- **AIM OF THE EXERCISE**
The word "carriage" occurs in some lines of the data. Return each such line.

__________

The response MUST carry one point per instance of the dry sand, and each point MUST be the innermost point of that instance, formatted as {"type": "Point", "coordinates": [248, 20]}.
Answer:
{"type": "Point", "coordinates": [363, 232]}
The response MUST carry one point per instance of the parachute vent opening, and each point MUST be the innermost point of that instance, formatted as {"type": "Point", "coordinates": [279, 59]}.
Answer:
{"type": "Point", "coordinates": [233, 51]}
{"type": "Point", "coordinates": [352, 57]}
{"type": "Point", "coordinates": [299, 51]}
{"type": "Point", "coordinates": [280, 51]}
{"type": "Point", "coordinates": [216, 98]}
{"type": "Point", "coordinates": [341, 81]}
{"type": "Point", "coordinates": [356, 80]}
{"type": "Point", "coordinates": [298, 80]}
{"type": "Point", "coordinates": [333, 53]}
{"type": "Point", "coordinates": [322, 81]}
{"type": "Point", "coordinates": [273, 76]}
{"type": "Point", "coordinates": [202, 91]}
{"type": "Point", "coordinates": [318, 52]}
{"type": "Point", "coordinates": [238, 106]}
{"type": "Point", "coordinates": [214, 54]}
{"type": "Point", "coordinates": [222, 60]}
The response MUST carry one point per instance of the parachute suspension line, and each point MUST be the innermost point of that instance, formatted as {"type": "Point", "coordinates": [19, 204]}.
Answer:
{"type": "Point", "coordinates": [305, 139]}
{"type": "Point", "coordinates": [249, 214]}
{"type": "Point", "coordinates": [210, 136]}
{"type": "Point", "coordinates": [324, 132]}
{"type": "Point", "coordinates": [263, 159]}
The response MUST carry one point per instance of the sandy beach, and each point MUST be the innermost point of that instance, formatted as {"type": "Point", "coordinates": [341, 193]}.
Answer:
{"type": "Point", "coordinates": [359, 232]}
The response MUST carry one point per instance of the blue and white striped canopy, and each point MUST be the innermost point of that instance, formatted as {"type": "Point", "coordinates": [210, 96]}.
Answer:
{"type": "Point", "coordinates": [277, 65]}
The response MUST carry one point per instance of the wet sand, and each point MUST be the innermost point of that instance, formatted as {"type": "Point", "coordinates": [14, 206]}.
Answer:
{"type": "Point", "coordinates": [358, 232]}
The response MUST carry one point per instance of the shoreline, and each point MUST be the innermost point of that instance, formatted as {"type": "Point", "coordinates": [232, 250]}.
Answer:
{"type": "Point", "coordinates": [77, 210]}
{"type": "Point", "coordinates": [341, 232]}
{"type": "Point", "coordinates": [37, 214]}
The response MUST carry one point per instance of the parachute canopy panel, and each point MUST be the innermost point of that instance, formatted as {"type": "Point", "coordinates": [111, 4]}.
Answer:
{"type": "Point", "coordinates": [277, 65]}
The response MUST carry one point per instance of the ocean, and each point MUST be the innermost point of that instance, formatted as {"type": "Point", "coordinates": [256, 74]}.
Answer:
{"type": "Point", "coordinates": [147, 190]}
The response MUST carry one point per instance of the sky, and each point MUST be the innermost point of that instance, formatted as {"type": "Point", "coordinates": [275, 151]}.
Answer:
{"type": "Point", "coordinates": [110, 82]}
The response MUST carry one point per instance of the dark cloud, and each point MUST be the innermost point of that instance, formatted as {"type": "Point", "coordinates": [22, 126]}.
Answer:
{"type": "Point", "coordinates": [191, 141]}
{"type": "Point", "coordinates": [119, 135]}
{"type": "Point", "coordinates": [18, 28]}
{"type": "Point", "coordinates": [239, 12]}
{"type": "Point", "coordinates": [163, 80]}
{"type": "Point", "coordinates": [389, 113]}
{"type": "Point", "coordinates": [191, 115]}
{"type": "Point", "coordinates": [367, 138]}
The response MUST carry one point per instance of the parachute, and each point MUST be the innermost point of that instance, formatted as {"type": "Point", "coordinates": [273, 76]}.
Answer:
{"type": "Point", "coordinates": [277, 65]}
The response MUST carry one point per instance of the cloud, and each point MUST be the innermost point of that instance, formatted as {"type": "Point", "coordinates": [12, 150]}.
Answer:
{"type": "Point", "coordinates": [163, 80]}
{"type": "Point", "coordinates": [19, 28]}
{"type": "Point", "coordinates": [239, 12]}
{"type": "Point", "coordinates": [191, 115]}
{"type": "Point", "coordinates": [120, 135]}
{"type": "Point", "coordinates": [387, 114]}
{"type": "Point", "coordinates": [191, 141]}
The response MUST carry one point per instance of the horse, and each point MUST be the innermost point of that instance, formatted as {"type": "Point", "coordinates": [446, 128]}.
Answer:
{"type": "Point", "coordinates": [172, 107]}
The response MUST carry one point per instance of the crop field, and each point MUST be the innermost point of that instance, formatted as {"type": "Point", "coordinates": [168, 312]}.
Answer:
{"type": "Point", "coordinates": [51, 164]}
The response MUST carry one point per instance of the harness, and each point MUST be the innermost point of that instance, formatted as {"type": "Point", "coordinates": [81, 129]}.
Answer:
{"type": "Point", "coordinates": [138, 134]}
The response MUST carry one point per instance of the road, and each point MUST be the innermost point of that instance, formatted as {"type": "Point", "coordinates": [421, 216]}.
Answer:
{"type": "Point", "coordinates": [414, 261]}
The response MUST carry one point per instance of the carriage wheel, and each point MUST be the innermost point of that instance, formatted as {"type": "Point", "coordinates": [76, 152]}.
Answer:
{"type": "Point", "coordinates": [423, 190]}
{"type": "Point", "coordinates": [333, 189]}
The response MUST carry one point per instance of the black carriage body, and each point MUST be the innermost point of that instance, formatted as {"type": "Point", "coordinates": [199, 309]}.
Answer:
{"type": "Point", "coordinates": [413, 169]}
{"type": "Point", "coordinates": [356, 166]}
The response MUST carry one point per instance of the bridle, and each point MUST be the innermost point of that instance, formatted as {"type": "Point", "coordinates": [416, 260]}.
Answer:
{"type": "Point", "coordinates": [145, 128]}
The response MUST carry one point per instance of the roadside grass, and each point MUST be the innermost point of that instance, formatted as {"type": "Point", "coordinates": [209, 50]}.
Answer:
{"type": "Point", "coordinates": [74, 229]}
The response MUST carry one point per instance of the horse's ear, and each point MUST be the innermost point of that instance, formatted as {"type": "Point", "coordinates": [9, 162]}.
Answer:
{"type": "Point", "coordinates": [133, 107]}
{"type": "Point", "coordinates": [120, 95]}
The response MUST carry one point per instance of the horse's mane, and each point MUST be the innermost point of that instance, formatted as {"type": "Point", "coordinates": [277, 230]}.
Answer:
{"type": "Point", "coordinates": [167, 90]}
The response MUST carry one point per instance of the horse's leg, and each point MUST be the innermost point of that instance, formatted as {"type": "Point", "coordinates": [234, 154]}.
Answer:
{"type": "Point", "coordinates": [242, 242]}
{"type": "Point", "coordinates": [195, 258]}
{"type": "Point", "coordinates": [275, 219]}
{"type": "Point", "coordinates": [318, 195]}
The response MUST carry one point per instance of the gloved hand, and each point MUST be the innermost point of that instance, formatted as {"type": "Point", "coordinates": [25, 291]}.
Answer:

__________

- **FINAL ANSWER**
The response MUST carry one point per instance of the carriage wheel, and each point MUST be the innermost point of that instance, formatted as {"type": "Point", "coordinates": [76, 152]}.
The response MUST carry one point per instance of the black carriage body, and each point MUST be the innermost point of that instance, formatted as {"type": "Point", "coordinates": [199, 309]}.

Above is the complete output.